TASK INSTRUCTIONS
Take the data that follows and retype it word for word.

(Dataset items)

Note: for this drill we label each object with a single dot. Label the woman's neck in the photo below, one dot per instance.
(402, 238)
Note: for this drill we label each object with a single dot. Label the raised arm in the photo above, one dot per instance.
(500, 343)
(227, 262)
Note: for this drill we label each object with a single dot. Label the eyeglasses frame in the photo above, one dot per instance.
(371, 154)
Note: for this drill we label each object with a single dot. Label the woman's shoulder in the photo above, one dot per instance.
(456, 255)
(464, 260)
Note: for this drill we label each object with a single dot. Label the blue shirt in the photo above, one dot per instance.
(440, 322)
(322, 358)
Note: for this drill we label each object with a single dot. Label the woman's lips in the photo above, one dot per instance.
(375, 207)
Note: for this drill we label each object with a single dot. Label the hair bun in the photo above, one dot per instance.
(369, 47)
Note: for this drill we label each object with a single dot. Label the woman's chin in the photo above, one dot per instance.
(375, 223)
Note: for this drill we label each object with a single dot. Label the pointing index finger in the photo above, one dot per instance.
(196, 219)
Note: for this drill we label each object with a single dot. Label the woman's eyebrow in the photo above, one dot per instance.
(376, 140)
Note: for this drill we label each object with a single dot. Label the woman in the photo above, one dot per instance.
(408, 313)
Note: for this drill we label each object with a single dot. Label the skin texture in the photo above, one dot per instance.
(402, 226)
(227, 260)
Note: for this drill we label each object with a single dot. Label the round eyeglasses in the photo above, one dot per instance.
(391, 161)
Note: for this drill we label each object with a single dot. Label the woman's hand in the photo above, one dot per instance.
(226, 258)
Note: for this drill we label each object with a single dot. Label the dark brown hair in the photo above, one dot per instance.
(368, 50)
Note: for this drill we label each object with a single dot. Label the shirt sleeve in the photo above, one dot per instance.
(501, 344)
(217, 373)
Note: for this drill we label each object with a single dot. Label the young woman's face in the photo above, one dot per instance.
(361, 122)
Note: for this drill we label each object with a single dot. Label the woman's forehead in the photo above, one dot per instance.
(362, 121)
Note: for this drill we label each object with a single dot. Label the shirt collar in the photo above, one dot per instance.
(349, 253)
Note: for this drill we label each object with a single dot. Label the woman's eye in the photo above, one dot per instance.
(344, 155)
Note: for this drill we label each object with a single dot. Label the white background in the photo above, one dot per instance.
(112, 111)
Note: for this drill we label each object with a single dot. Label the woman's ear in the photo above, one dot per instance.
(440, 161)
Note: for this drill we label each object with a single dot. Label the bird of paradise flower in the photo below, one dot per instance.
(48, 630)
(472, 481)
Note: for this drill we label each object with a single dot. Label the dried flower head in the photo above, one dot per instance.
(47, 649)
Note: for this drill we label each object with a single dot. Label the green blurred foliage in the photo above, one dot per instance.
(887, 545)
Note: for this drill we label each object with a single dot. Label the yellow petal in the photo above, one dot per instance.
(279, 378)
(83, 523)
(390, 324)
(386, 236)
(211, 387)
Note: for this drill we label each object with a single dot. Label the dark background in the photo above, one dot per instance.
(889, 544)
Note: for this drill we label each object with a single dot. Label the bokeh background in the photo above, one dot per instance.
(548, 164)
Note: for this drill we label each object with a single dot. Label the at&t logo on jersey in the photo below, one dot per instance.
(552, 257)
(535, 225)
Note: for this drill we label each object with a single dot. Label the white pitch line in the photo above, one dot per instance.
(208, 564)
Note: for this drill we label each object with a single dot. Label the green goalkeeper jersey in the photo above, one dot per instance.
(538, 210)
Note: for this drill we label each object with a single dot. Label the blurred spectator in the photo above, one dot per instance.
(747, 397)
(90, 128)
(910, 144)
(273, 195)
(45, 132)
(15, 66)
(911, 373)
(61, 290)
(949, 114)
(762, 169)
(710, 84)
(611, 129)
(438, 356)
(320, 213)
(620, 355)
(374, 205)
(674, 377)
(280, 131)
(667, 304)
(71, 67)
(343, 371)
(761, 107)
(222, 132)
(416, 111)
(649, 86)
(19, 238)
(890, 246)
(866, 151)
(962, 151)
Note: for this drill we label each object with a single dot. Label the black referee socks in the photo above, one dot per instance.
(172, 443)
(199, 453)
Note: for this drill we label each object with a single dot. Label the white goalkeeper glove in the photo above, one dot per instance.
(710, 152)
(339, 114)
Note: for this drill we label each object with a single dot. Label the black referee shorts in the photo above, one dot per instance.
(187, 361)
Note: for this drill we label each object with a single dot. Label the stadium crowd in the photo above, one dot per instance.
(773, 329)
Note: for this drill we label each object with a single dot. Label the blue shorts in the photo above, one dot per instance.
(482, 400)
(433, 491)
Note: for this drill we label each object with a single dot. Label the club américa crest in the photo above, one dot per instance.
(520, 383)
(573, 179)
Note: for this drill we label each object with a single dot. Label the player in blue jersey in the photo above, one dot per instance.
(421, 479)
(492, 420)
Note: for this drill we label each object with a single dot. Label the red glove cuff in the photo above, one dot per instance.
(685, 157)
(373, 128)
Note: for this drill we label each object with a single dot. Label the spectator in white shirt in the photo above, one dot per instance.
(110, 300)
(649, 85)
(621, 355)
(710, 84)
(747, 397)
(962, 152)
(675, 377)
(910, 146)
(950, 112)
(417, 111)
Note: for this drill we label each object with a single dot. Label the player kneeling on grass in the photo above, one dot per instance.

RESPONSE FOR THIS EXERCISE
Note: for this drill we label each object with a single dot. Label the woman's neck in the photo below, one dot per instance.
(402, 238)
Note: for this drill we label each object with a single dot. Label the raised arm in the photo above, one dot per instance.
(500, 343)
(227, 262)
Note: for this drill we label each object with a single dot. Label the eyeglasses frame in the photo above, one dot per instance.
(371, 154)
Note: for this drill we label each object with a single dot. Label the woman's shoulder in the photo above, one dot per instance.
(456, 255)
(464, 260)
Note: for this drill we label each object with a single dot. Label the blue shirt in the photo above, one dot per instance.
(440, 322)
(322, 358)
Note: for this drill we label each object with a single dot. Label the woman's lips in the photo above, one dot per instance.
(375, 207)
Note: for this drill we label each object with a single dot. Label the hair bun in the photo above, one dot per instance.
(369, 47)
Note: for this drill we label each object with a single dot. Label the woman's chin in the photo above, one dot per instance.
(375, 223)
Note: for this drill we label each object with a single dot. Label the pointing index finger in the photo above, one dot per instance.
(196, 219)
Note: for this drill we label each object with a single dot. Label the woman's eyebrow in the photo above, one dot per instance.
(376, 140)
Note: for this drill we label each object with a single dot. Label the woman in the photo above, one dot per instance.
(408, 313)
Note: for this drill we label each object with a single dot. Label the skin texture in the photo above, one dot per instance.
(402, 226)
(227, 260)
Note: for this drill we label each object with a single dot. Label the round eyeglasses in the photo above, one dot per instance.
(391, 161)
Note: for this drill we label each object with a single dot. Label the woman's hand in the photo above, one dot per instance.
(226, 258)
Note: for this drill we label each object with a single dot. Label the dark brown hair in the photo above, one dot per instance.
(368, 50)
Note: for this drill we label each object with a single dot. Label the shirt sleeve in the photo above, one dot per instance.
(501, 344)
(217, 373)
Note: for this drill we label each object with a single dot. Label the young woman's face in the photo above, one dot per instance.
(361, 122)
Note: for this drill we label each object with a single dot. Label the woman's forehead in the photo above, one dot per instance.
(362, 121)
Note: for this drill we label each object with a single dot. Label the shirt collar in the photo above, one dot per instance.
(349, 253)
Note: for this drill we label each object with a single dot. Label the woman's eye in the photo above, one dot per instance.
(344, 155)
Note: for this drill we label each object with a single dot. Label the white background in the photo above, one dot per instance.
(112, 111)
Note: for this drill we label each object with a single dot. Label the woman's ear in the photo above, one dot per instance.
(440, 161)
Note: for this drill we label each object with a single dot. Label the bird of paradise flower in the photo below, one dot per instance.
(48, 630)
(472, 481)
Note: for this drill we label each object with a single dot. Label the dried flower head in the photo above, one dot per instance.
(47, 649)
Note: for this drill we label each object with a single dot. Label the green blurred foliage in the photo above, one dot per instance.
(887, 545)
Note: for this drill we label each object with a single dot. Label the yellow petal in the photo above, one dot per instance.
(279, 378)
(83, 523)
(390, 324)
(386, 236)
(211, 387)
Note: for this drill we label each object with a single dot. Label the dark background in the photo above, one dot per instance.
(889, 544)
Note: for this drill we label each object with a single dot. Label the bokeh background in the photo above, one dot per instance.
(548, 164)
Note: for this drill we label each object with a single dot. Label the at&t logo on jersey in the photo below, one dot per instance.
(552, 257)
(535, 225)
Note: for this drill we label each object with a single dot. Label the white pitch line in the photo above, one dot per instance.
(208, 564)
Note: for this drill we label each object with a single dot. Label the green goalkeeper jersey in the photo above, one dot per instance.
(538, 210)
Note: for this drill we label each object with a single dot. Label the blurred spectator in the photo above, one dot per instance.
(747, 397)
(90, 128)
(910, 144)
(273, 195)
(45, 132)
(15, 66)
(911, 373)
(61, 290)
(949, 114)
(762, 169)
(710, 84)
(611, 129)
(438, 356)
(320, 213)
(620, 355)
(374, 205)
(674, 377)
(280, 131)
(667, 304)
(71, 67)
(343, 371)
(761, 107)
(222, 132)
(416, 111)
(649, 86)
(19, 238)
(890, 246)
(866, 151)
(962, 151)
Note: for this drill we label each object with a single dot. Label the black referee socks in the photo above, one dot per instance.
(172, 443)
(199, 453)
Note: for this drill we label each object with a single dot. Label the white goalkeeper glove in the photo above, one dot per instance.
(710, 152)
(339, 114)
Note: for this drill we label each object with a single dot. Label the black referee shorts in the photo above, one dot per instance.
(187, 361)
Note: for this drill we label each object with a single dot. Label the stadium crowd in the photo above, one dot per instance.
(773, 329)
Note: for this drill we label each object with a single dot. Label the blue shorts in the photo above, one dot per instance.
(482, 400)
(433, 491)
Note: for this drill we label each object with a single dot. Label the club américa crest in the photo above, one dot per instance.
(520, 383)
(573, 179)
Note: for this drill we label each object with a single dot. Label the player in blue jersey in the photo above, one dot per instance.
(421, 479)
(492, 420)
Note: for this drill we label each object with a single dot. Label the red glove cuff in the photo above, one dot per instance.
(685, 157)
(373, 128)
Note: for this drill we label each object with a single dot. Label the spectator in white shirt in the photo above, one dot per instance.
(110, 300)
(649, 85)
(621, 355)
(710, 84)
(747, 397)
(962, 152)
(675, 377)
(910, 146)
(950, 112)
(417, 111)
Note: for this drill we label each object with a single dot. Label the player kneeling on grass in the photo above, one dot per instance.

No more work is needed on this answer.